EXERCISE DIRECTIONS =
Please continue the question below about setting data in an unrelated ViewModel, starting right after its final line and ignoring the data that follows it.

EXTRACTED TEXT =
** START **
How do I set data in an unrelated ViewModel - javascript

I have a sign in process that I've roughed into a fiddle (the part I'm stuck on starts at line 110).
Here's a copy of the code:
Ext.define('MyApp.MyPanel',{
extend: 'Ext.panel.Panel',
title: 'My App',
controller: 'mypanelcontroller',
viewModel: {
data:{
email: 'Not signed in'
}
},
width: 500,
height: 200,
renderTo: Ext.getBody(),
bind:{
html: "Logged in as: <b>{email}</b>"
},
buttons:[
{
text: 'Sign in',
handler: 'showSignInWindow'
}
]
});
Ext.define('MyApp.MyPanelController',{
extend: 'Ext.app.ViewController',
alias: 'controller.mypanelcontroller',
showSignInWindow: function (b,e,eOpts){
Ext.widget('signinwindow').show();
}
});
Ext.define('MyApp.SignInWindow',{
extend: 'Ext.window.Window',
title: 'Sign in',
controller: 'signincontroller',
xtype: 'signinwindow',
width: 400,
title: 'Sign In',
modal: true,
layout: 'fit',
items:[
{
xtype: 'form',
reference: 'signinfields',
layout: 'anchor',
bodyPadding: 5,
defaults: {
anchor: '100%',
xtype: 'textfield'
},
items:[
{
fieldLabel: 'Email',
name: 'email',
allowBlank: false
},
{
fieldLabel: 'Password',
name: 'password',
allowBlank: false,
inputType: 'password'
}
],
buttons:[
{
text: 'forgot password',
width: 120,
//handler: 'onForgotPassword'
},
'->',
{
text: 'sign in',
width: 120,
handler: 'onSignIn'
}
]
}
]
});
Ext.define('MyApp.SignInController',{
extend: 'Ext.app.ViewController',
alias: 'controller.signincontroller',
onSignIn: function (button, event, eOpts){
var data = button.up('form').getValues();
button.up('window').mask('Signing in...');
Ext.Ajax.request({
// sorry, I don't know how to fake an API response yet :/
url: '/authenticate/login',
jsonData: data,
scope: this,
success: function (response){
var result = Ext.decode(response.responseText);
if(result.loggedIn == true){
/*
This is where I need help.
** END **
Entries from an annotation dataset =
** START **
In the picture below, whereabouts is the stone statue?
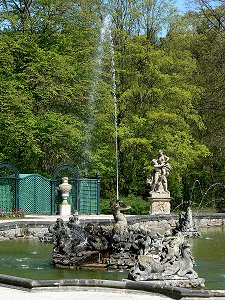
[128,233,204,287]
[147,150,172,194]
[113,200,131,234]
[173,206,201,237]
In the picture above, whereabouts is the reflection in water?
[0,228,225,289]
[191,227,225,290]
[0,239,127,280]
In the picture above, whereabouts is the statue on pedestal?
[147,150,172,194]
[147,150,172,214]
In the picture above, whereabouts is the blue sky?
[175,0,186,12]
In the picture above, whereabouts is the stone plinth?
[59,200,71,217]
[147,193,171,215]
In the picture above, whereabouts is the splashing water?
[85,15,119,200]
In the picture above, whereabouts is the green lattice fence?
[19,174,51,215]
[0,176,16,215]
[78,178,100,214]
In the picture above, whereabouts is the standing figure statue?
[147,150,172,194]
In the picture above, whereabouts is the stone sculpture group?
[49,203,204,287]
[48,151,204,287]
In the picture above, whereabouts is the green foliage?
[216,198,225,213]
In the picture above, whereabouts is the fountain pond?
[0,228,225,290]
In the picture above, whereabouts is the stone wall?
[0,214,225,240]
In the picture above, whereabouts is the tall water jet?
[85,15,119,200]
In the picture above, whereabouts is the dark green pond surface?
[190,227,225,290]
[0,228,225,290]
[0,239,127,280]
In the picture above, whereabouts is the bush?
[100,195,149,215]
[215,198,225,213]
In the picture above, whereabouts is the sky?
[175,0,186,12]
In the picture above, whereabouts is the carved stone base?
[59,203,71,217]
[147,193,171,215]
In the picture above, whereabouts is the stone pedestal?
[59,200,71,217]
[147,193,171,215]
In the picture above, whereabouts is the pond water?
[0,228,225,290]
[190,227,225,290]
[0,238,127,280]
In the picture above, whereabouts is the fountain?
[173,206,201,237]
[147,150,172,214]
[49,201,204,287]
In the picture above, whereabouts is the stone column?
[59,177,72,217]
[147,193,171,215]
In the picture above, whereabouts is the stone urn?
[59,177,72,217]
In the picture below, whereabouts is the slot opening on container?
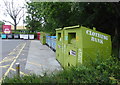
[58,33,61,41]
[68,33,76,44]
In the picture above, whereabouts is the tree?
[3,0,24,30]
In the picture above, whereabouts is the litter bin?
[14,34,20,39]
[40,32,46,45]
[64,25,111,67]
[56,28,64,66]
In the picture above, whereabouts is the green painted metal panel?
[64,25,111,67]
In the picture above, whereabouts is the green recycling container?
[62,25,111,67]
[40,32,46,45]
[56,28,64,66]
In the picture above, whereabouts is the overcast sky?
[0,0,26,26]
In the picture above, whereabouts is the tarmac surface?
[0,39,63,82]
[25,40,62,75]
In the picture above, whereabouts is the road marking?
[0,56,15,64]
[0,43,26,84]
[2,44,21,61]
[28,61,42,66]
[10,68,29,76]
[0,65,10,68]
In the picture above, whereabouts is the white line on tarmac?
[0,43,26,84]
[2,44,21,61]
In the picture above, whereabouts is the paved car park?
[0,39,62,81]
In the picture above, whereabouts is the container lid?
[64,25,80,30]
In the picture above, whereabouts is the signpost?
[2,25,12,34]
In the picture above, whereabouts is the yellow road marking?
[11,68,28,76]
[28,61,41,66]
[0,43,26,84]
[0,65,10,68]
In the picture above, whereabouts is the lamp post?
[22,7,24,29]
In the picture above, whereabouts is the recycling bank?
[56,25,111,67]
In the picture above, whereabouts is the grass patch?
[2,57,120,85]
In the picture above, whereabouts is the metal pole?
[16,63,20,77]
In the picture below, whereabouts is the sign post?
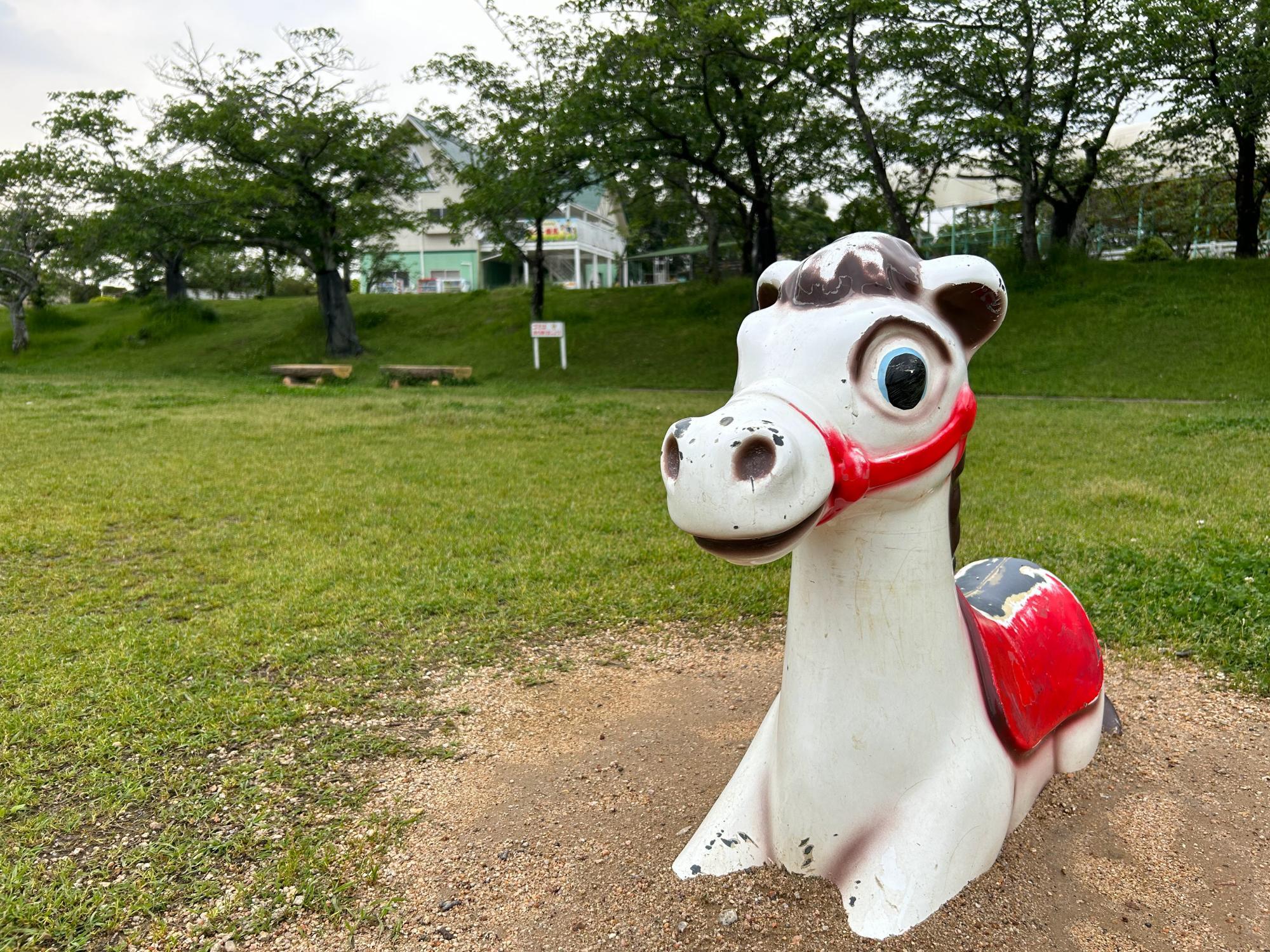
[530,321,569,371]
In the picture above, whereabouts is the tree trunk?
[706,208,723,284]
[318,268,362,357]
[260,248,278,297]
[163,254,185,301]
[1234,132,1261,258]
[754,192,776,274]
[1019,175,1040,264]
[1049,202,1081,248]
[9,297,30,354]
[530,217,546,321]
[738,202,754,277]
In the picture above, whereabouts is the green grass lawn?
[0,263,1270,948]
[7,260,1270,400]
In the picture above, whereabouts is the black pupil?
[886,354,926,410]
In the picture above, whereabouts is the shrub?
[1124,235,1173,261]
[126,298,220,347]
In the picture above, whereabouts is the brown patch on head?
[780,232,922,307]
[949,452,965,566]
[933,282,1006,349]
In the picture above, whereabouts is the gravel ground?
** END **
FINAL RESULT =
From the sign in window, I would like to update the viewmodel in `MyApp.MyPanel` with the
email returned in the response. If the window was a child of MyPanel, I would be able to update
via the ViewModel inheritance, but I can't here because the window isn't part of the `items` config.
*/
this.getViewModel().set('email', result.data[0].email);
Ext.toast({
title: 'Sign in successful',
html: "You've been signed in.",
align: 't',
closable: true,
width: 300
});
button.up('window').destroy();
} else {
Ext.toast({
title: 'Sign in failed',
html: "You sign in failed: " + result.message,
closable: true,
width: 300,
align: 't'
});
button.up('window').unmask();
}
},
failure: function (){
// debugger;
}
})
},
onForgotPassword: function (){
Ext.Ajax.request({
url: '/authenticate/test',
success: function (response){
},
failure: function (){
}
})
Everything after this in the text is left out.